__Page__

>>

The Power of Language

And why I eliminated some words from my vocabulary

Jenna Wilson
7 min readJan 27, 2021
Photo by Brett Jordan on Unsplash

Many people who know me, know that I have a self-commitment to not use profane language. Some people also know that I’ve never used profane language, at least not intentionally. But most everyone — even friends and family — don’t know why.

‘Fire Truck’ or ‘Flying Duck’?

“I know a word that starts in ‘fire’ and ends in ‘truck’”.

Those were the words gloated to me by one of my peers during art class in 6th grade. I didn’t understand what she was talking about. Caught off guard in my scribbling, I responded with, “What?” She rolled her eyes and reluctantly tried again, “I know a word that starts with ‘flying’ and ends in ‘duck.’” I thought, well aren’t “fire truck” and “flying duck” two words? Fed up with my naivety she leaned in close to my ear and whispered a short four-letter word that combined “F” and “uck”.

That moment when the “f-bomb” dropped was my introduction to profane language. Still confused, I repeated what she said aloud in the form of a question. Panic flew across her face as she gave me a loud SHHH and I felt shame come over me. I saw her glance around the room specifically for the teacher to make sure she hadn’t heard me.

I didn’t know what crime I committed, so I tried to forget about whatever I had just learned. Yet, as is always the case, the harder you try to forget something, the more engraved it becomes in your memory.

Fighting Words

If there is one thing from my childhood that I regret the most, it’s fighting with my older brother. We had fights somewhat frequently, consisting of both physical and verbal battles. And I’ll admit now: I started my fair share of them, or perhaps more. There was a lot of hitting and pushing, though I preferred kicking (I played a lot of soccer at the time). We also shared a vocabulary list of unkind names and insults to call one another. None of them were harsh enough to be censored in media, but they carried negativity.

Now, of course, it’s not uncommon for siblings to fight; and we also had many good times of caring, sharing and playing with one another. We still loved each other.

I remember the last fight we had. We were in the basement of our house and it involved the usual combination of kicking and yelling. Even more clearly do I remember coming up the stairs once the fight was over. As I swung around the railing, I found my mom standing there. Her face didn’t express anger, but a deep and tired concern as she conveyed her worry that I could “seriously hurt my brother” in these fights. Her words struck me. Why had I never considered that? The fact still haunts me — how I could’ve been so flippant with my words and actions. Thankfully, at 12 years old, I took the time to reflect on it.

I thought about what my mom said to me over and over as I laid on my bed. And for some reason, still unbeknownst to me, I walked over and grabbed the Bible off my bookshelf as I processed her words. I’m fairly certain it was a child’s Bible, probably 4–5 years too young for me at that time. It was pink and had a cartoon picture on the front. I had never opened it before, but something led me to reach for it. Not having any idea of how it was even structured, I parted it near the middle, which showed me Proverbs.

<<

__Tasks for this exercise__
1. List the physical actions the essay names as part of the writer's fights with an older brother.
2. Decide whether each statement agrees with the essay. Answer yes or no for each, and quote the words from the essay that decide it.
(a) The peer introduced the writer to the four-letter word during art class in 6th grade.
(b) The writer's mom looked angry when she met the writer at the top of the stairs.
(c) The writer opened the Bible near the beginning and found Proverbs.

(Source records)

>>

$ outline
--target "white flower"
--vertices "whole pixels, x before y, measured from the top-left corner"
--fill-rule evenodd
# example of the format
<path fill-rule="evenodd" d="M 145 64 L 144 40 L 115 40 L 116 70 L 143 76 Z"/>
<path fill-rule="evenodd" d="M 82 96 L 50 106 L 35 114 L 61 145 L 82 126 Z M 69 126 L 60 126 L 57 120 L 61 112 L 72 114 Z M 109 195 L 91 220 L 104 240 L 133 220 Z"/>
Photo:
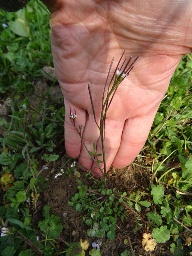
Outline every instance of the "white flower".
<path fill-rule="evenodd" d="M 4 28 L 7 28 L 8 26 L 6 24 L 5 24 L 5 23 L 2 23 L 2 26 L 3 27 L 4 27 Z"/>
<path fill-rule="evenodd" d="M 5 228 L 4 227 L 2 228 L 2 232 L 1 234 L 1 236 L 7 236 L 8 231 L 9 228 Z"/>
<path fill-rule="evenodd" d="M 55 176 L 55 179 L 56 179 L 58 177 L 58 176 L 61 176 L 62 175 L 62 173 L 57 173 L 56 175 Z"/>
<path fill-rule="evenodd" d="M 71 164 L 71 168 L 72 168 L 72 167 L 75 167 L 76 165 L 76 161 L 74 161 L 73 162 L 73 163 L 72 163 L 72 164 Z"/>
<path fill-rule="evenodd" d="M 116 71 L 116 76 L 118 77 L 119 76 L 120 76 L 121 74 L 121 71 L 119 71 L 119 70 L 117 70 Z"/>
<path fill-rule="evenodd" d="M 71 112 L 71 113 L 70 114 L 70 117 L 71 118 L 71 119 L 75 119 L 75 118 L 77 117 L 77 116 L 76 115 L 73 115 L 73 112 Z"/>
<path fill-rule="evenodd" d="M 92 245 L 93 248 L 96 248 L 96 247 L 97 247 L 97 249 L 98 250 L 99 250 L 100 251 L 99 245 L 98 244 L 97 244 L 97 243 L 95 243 L 95 242 L 94 242 L 92 244 Z"/>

<<

__Exercise responses__
1. hitting, pushing, kicking

2.
(a) Yes: "during art class in 6th grade"
(b) No: "Her face didn’t express anger, but a deep and tired concern"
(c) No: "I parted it near the middle, which showed me Proverbs."